# Start of SUPPLIED RECORDS

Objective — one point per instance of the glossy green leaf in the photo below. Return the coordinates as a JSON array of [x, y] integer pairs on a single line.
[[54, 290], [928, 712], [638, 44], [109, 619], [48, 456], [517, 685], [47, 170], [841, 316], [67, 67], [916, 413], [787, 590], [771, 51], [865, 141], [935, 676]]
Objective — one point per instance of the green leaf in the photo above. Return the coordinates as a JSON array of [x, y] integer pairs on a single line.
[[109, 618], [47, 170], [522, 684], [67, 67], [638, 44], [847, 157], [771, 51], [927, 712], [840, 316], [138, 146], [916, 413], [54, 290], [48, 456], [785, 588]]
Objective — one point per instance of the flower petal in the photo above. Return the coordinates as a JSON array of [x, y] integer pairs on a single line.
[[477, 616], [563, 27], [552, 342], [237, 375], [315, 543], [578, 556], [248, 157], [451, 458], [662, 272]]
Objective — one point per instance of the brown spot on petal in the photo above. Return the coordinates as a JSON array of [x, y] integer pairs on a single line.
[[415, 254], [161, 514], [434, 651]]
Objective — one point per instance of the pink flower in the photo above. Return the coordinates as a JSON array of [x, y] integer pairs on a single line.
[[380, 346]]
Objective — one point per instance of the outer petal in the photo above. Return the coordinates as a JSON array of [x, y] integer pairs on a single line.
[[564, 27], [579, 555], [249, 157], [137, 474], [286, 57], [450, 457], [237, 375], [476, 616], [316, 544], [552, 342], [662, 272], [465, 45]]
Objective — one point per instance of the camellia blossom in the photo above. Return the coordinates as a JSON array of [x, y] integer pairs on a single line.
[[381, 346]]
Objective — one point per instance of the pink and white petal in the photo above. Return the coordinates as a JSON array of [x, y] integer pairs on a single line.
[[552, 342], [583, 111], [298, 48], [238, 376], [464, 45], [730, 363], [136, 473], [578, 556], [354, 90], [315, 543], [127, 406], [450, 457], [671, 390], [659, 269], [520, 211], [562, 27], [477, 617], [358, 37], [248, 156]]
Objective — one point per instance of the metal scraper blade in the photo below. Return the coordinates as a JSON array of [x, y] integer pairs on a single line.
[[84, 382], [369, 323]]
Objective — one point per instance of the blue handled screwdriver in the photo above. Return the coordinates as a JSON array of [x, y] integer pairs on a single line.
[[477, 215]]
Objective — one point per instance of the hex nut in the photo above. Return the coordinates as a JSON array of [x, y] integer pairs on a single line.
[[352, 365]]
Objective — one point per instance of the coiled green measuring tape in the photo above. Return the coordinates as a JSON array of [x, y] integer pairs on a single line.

# End of SUPPLIED RECORDS

= AIM OF THE EXERCISE =
Change "integer pairs" to "whole-number pairs" in the stretch from the line containing "Objective — one point per instance of the camellia" through the end of the records, and give back only that stretch with everything else left as it is.

= RESULT OF THE EXERCISE =
Objective — one point per instance of the camellia blossom in the photo above. Return the coordinates as a JSON array of [x, y] whole-number pairs on a single line.
[[381, 346]]
Objective — one point per instance of the pink and white petal in the photo above. Return the coordinates as a JSON array of [x, y] whole-number pairs on a single line.
[[552, 342], [583, 111], [298, 48], [238, 376], [464, 45], [730, 363], [136, 473], [578, 556], [354, 90], [315, 543], [127, 406], [450, 457], [671, 390], [659, 269], [520, 211], [562, 27], [477, 617], [358, 37], [248, 156]]
Objective — one point per instance of the metal scraper blade in the photo below. Return the coordinates as a JSON array of [x, y] whole-number pairs on a single line.
[[84, 382], [369, 323]]
Objective — one point per instance of the blue handled screwdriver in the photo above. Return the coordinates as a JSON array of [x, y] whole-number pairs on a single line.
[[477, 215]]
Objective — one point per instance of the hex nut in the photo above. Return the coordinates as a JSON array of [x, y] whole-number pairs on a single line.
[[352, 365]]
Objective — one point per instance of the coiled green measuring tape in the photo above. Return the coordinates as a JSON array of [x, y] whole-number pairs on a single line.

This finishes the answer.